**Alıntılanan Metin:**
• • • • • • •

Av.Cenap GÜVEN

Av.Cenap GÜVEN

cenapguven41@gmail.com

Siyaset Anıları-8

29 Mayıs 2017 - 11:52

TÜRKİYE İŞÇİ PARTİSİ
 (Kuruluş)                                                                                             
İKİNCİ BÖLÜME BAŞLARKEN
Siyaset anılarımı yazmaya başlarken, bunları iki bölüm halinde yazacağımı belirtmiştim. Birinci bölümde hatırlayabildiğim ilk tarih 1946 yılından başlayarak 1960 yılı 27 Mayıs devrimine kadar gelmiş ve ilk bölümü bu devrimi yorumlayıp 7 sayılık bir yazı dizisiyle bitirmiştim. İlk bölümde hem Dünyanın ve Türkiye'nin genel görünümünü, hem de ilçemiz siyasetini anlatmaya ve yorumunu yapmaya çalışmıştım. 8. yazı dizisiyle başladığım bu ikinci bölümde ise Türkiye İşçi Partisi'ni hem Türkiye genelinde, hem de Türkiye İşçi Partisi Gördes İlçe Örgütü'nü 1964 yılında kuran ve 15 yıl süreyle ilçe başkanlığını yapan kişi olarak Gördes yerelinde anlatmak ve yorumlamak istiyorum. Herkese iyi okumalar diliyorum.

• • • • • • •

**Alıştırma Girdileri:**
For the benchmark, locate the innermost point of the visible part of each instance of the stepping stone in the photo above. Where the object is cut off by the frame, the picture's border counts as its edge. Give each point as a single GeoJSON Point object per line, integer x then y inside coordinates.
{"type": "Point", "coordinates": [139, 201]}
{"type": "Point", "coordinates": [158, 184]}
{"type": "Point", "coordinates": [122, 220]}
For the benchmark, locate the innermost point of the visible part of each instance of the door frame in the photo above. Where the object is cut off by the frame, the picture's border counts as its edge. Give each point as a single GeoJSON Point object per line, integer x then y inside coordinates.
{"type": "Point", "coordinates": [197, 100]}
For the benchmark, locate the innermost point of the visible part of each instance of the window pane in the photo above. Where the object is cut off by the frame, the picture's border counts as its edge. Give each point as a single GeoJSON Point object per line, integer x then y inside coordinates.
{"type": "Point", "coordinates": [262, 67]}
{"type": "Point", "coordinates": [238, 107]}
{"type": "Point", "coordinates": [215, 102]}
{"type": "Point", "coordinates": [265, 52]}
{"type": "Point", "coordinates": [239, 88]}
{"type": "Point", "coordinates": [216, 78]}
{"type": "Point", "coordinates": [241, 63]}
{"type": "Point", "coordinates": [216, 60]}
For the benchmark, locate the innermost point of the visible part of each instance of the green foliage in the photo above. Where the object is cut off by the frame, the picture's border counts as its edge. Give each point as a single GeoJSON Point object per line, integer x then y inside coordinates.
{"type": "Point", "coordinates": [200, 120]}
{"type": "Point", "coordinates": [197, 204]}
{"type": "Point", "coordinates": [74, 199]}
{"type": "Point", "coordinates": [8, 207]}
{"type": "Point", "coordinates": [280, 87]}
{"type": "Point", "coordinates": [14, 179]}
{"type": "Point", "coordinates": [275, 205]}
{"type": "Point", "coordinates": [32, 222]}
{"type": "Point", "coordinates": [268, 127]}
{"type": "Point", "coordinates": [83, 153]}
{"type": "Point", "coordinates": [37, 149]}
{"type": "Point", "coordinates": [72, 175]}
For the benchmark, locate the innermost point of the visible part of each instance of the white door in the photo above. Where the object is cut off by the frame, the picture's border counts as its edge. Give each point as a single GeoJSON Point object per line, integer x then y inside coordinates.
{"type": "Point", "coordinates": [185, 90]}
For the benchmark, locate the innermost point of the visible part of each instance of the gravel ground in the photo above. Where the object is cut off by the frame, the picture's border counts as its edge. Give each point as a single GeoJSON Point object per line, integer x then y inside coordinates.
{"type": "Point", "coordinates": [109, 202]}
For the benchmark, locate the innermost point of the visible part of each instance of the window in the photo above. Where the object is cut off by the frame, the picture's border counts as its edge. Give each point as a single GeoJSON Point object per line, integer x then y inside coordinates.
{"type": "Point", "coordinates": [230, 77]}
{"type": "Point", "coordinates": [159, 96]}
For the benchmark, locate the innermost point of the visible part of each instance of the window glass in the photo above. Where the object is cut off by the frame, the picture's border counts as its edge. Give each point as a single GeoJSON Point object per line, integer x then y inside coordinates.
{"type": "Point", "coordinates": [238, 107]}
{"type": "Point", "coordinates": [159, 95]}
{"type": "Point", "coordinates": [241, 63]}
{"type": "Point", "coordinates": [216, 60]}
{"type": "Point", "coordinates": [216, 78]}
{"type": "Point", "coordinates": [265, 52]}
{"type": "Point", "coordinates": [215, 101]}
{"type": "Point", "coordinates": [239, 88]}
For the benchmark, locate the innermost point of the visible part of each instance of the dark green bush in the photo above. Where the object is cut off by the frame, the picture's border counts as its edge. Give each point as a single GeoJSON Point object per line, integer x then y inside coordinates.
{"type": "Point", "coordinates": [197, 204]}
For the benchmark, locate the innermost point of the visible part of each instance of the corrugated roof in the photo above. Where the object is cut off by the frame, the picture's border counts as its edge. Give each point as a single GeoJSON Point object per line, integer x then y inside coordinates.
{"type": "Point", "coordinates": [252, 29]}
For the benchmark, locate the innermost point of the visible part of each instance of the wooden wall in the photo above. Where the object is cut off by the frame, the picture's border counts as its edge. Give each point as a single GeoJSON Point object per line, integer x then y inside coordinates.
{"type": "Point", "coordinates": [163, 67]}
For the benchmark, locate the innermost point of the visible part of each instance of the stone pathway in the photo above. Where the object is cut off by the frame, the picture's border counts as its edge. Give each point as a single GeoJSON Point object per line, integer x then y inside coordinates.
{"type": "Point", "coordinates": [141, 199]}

• • • • • • •

**Alıştırma Görevleri:**
1. Metinde "Siyaset anılarımı yazmaya başlarken" diye başlayan paragrafı, ana bilgilerini koruyarak kısa bir madde listesine dönüştür.
2. Listede "stone" dizesini içeren bütün satırları göster. Büyük-küçük harf ayrımı dikkate alınır.
Metin ile liste birbirinden bağımsızdır.

**Sıralı Sonuçlar:**
1.
- Siyaset anıları iki bölüm halinde yazılıyor.
- Birinci bölüm 1946'dan 27 Mayıs 1960 devrimine kadar uzanıyor ve devrimi yorumlayan 7 sayılık bir yazı dizisiyle bitiyor.
- Birinci bölümde dünyanın ve Türkiye'nin genel görünümü ile ilçe siyaseti anlatılıp yorumlanıyor.
- İkinci bölüm 8. yazı dizisiyle başlıyor.
- İkinci bölümün konusu Türkiye İşçi Partisi: hem Türkiye geneli hem de Gördes yereli.
- Yazar, partinin Gördes İlçe Örgütü'nü 1964'te kurmuş ve 15 yıl ilçe başkanlığı yapmış.

2.
For the benchmark, locate the innermost point of the visible part of each instance of the stepping stone in the photo above. Where the object is cut off by the frame, the picture's border counts as its edge. Give each point as a single GeoJSON Point object per line, integer x then y inside coordinates.
For the benchmark, locate the innermost point of the visible part of each instance of the stone pathway in the photo above. Where the object is cut off by the frame, the picture's border counts as its edge. Give each point as a single GeoJSON Point object per line, integer x then y inside coordinates.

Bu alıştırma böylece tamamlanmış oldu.